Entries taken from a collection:
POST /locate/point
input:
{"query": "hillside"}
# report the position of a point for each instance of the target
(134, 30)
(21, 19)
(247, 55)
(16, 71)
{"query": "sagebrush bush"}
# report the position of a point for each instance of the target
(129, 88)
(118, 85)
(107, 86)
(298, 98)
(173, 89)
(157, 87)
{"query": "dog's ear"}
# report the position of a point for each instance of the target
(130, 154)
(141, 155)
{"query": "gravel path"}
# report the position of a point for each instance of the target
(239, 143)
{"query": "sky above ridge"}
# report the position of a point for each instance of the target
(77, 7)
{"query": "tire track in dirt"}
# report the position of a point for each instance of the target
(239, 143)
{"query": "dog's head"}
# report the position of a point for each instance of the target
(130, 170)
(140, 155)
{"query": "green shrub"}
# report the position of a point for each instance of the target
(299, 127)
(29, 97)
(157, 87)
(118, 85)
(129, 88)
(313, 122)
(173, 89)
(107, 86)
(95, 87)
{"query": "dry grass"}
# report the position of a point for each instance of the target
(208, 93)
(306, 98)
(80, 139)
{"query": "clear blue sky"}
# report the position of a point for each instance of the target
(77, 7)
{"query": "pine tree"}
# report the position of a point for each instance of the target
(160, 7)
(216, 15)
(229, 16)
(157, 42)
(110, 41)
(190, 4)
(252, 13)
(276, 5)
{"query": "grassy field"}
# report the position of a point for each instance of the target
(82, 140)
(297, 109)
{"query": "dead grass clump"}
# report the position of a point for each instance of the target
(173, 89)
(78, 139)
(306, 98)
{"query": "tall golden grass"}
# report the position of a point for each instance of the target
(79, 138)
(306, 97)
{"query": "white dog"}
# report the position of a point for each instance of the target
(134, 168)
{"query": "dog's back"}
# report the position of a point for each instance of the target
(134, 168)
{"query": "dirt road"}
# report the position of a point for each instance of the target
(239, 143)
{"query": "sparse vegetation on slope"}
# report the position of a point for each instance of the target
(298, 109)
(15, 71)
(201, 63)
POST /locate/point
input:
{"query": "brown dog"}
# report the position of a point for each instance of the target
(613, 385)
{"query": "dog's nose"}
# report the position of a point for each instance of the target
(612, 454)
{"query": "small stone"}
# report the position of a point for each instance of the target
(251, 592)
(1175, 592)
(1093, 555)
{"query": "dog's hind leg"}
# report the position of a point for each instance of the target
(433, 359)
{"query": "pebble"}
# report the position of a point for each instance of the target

*The request:*
Make an exact copy of the listing, including every line.

*Problem solution:*
POST /locate/point
input:
{"query": "hillside"}
# report the position of a point for each instance of the target
(134, 30)
(21, 19)
(247, 55)
(16, 71)
{"query": "sagebrush bush"}
# report the position of a point for each instance of the target
(129, 88)
(118, 85)
(107, 86)
(298, 98)
(173, 89)
(157, 87)
{"query": "dog's ear"}
# report the position of a point for each instance of the target
(130, 154)
(141, 155)
{"query": "gravel path"}
# report the position of a point for each instance of the target
(239, 143)
{"query": "sky above ridge"}
# report the position of a point for each instance of the target
(77, 7)
{"query": "tire track in dirt"}
# report the position of a point for each instance of the target
(239, 143)
{"query": "dog's head"}
# report the position of a point for each instance of the target
(130, 170)
(140, 155)
{"query": "green shrub"}
# report the position of a point for each instance of the target
(299, 127)
(29, 97)
(157, 87)
(118, 85)
(129, 88)
(313, 122)
(173, 89)
(107, 86)
(95, 87)
{"query": "dry grass"}
# report the position of a point for each instance of the target
(208, 93)
(306, 98)
(80, 139)
{"query": "clear blue sky"}
# report the position of a point for each instance of the target
(77, 7)
{"query": "pine tree"}
# report the position of a point for each instance of the target
(160, 7)
(216, 15)
(229, 16)
(157, 42)
(110, 41)
(190, 4)
(252, 13)
(276, 5)
{"query": "grassy field"}
# report the position of a point for each instance of the target
(82, 140)
(297, 109)
{"query": "dead grass clump"}
# report the position of a point for each instance of the target
(173, 89)
(78, 139)
(306, 98)
{"query": "tall golden grass"}
# report the position of a point for each instance of the target
(79, 138)
(306, 97)
{"query": "white dog"}
# report the position of a point for each instance of the target
(134, 168)
{"query": "dog's back"}
# report the position of a point for each instance of the target
(134, 168)
{"query": "dirt road"}
# report the position of a point for each instance of the target
(239, 143)
{"query": "sparse vegetation on slope"}
# report the position of a point for each instance of the target
(298, 109)
(15, 71)
(201, 63)
POST /locate/point
input:
{"query": "brown dog"}
# report the position of a point for each instance of the target
(613, 385)
{"query": "dog's nose"}
# report the position of a point for each instance of the target
(612, 454)
{"query": "small stone"}
# report the position of a point for each instance of the target
(251, 592)
(1175, 592)
(1093, 555)
{"query": "dog's hind leg"}
# report the position of a point for each instance of the target
(433, 359)
{"query": "pebble"}
# report the position of a point for each instance of the target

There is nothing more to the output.